:: SUPPLIED PASSAGE
Oakville Ontario, Canada

Fall 2019: Young Workers Committee Report

Bryce ThompsonSisters and Brothers,

 

As the summer months come to an end, I hope everyone had the chance to enjoy their shutdown period and spend time with friends and family.

 

As you are all aware, the company is taking steps towards reducing shifts, laying off members within our plant. The bulk of these members being laid-off, are young workers like myself. For many of them, this may have been their first unionized job or first time being employed full time. I would like to offer my sincere condolences to all of those junior members affected by these layoffs.

 

Our leadership has been taking all necessary steps to ensure that the fewest number of workers possible become affected by the reduction. Thanks to the hard work and negotiations done by our in-plant committee, almost all of the laid-off members have been brought back to work. While this is great news and will ensure these members have jobs leading into the holidays, it is unclear what awaits for the junior membership beyond December. As eluded to during the previous membership meeting, these initial layoffs may be just the tip of the iceberg. It’s going to be a long road between today and next year’s contract negotiations. I’m asking that all members, both junior and senior, stand together and show support and solidarity through these times.

 

With the impending layoffs in mind, and considering the state of other unionized auto plants within the province, we must look ahead towards the upcoming federal election. This election will be crucial in defining the future of the automotive sector within the province of Ontario and across the nation. We must ensure that we elect a government that helps to strengthen the automotive sector, and makes keeping good Canadian jobs a priority. I encourage all members to do their part in listening to their local candidates, researching each party platform, and making a well-informed decision on October 21st. This goes especially for the younger members, as those between the ages of 18-30 have historically represented the smallest percentage of voters to cast their ballot. In the 2015 federal election, only 57 percent of people in Canada aged 18-34 participated, compared to approximately 75 percent of voters between the ages of 55-74. As Rick Mercer has once stated, “If you’re between the age of 18 and 25 and you want to scare the hell out of the people that run this country, this time around do the unexpected. Take 20 minutes out of your day and do what young people all around the world are dying to do. Vote.”
::::
:: INFORMATION SHOWN
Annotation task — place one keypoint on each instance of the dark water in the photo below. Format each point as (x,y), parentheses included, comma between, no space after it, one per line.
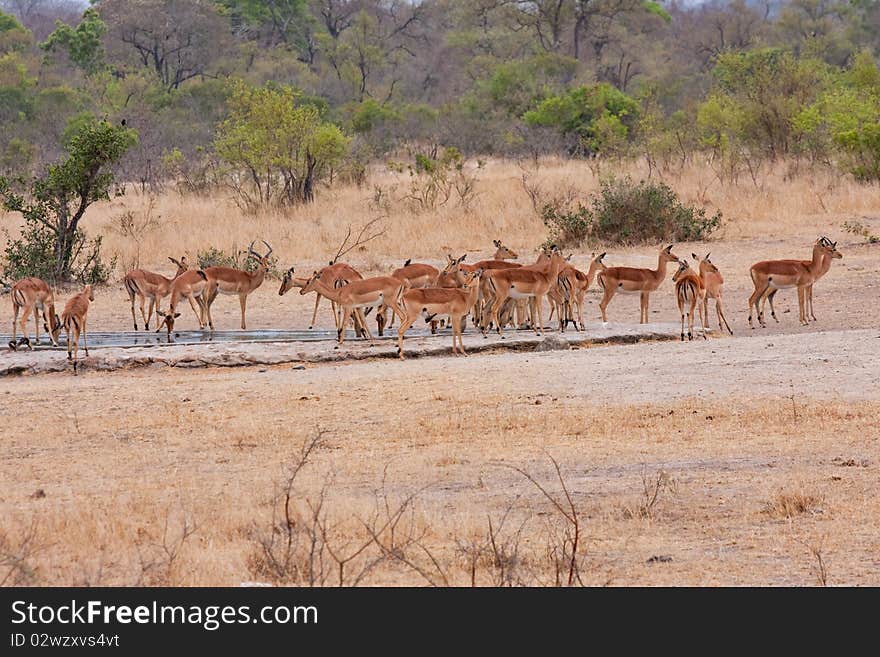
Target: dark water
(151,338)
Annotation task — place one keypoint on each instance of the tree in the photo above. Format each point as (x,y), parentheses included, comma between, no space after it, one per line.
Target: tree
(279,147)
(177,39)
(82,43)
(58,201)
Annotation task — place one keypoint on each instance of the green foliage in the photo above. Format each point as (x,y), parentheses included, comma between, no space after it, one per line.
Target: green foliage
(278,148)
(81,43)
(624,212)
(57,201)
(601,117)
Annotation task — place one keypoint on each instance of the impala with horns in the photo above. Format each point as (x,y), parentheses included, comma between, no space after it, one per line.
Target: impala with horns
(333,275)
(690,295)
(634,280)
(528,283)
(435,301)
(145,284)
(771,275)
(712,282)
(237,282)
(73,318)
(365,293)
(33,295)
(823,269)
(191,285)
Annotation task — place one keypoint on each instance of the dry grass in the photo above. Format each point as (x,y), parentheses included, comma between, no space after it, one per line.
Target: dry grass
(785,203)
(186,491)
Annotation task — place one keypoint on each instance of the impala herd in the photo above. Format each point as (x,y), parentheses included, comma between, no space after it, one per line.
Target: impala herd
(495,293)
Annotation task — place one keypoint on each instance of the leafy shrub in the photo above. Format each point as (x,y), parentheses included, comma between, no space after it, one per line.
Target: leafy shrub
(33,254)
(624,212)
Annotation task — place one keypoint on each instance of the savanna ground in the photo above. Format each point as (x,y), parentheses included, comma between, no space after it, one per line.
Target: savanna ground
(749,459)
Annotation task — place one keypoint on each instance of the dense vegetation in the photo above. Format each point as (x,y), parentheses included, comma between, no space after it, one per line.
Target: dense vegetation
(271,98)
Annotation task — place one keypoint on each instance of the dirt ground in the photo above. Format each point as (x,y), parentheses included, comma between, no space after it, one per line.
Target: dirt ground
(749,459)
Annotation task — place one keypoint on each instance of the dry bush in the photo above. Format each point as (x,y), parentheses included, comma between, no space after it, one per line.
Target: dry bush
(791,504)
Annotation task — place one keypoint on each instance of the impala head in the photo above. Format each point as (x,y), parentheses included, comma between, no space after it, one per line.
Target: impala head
::::
WHAT TO PRODUCE:
Write out the Young Workers Committee report word for word, from "Oakville Ontario, Canada" up to and including "friends and family.". The items play no part in what you are asked to do here.

TASK OUTPUT:
Oakville Ontario, Canada

Fall 2019: Young Workers Committee Report

Bryce ThompsonSisters and Brothers,

 

As the summer months come to an end, I hope everyone had the chance to enjoy their shutdown period and spend time with friends and family.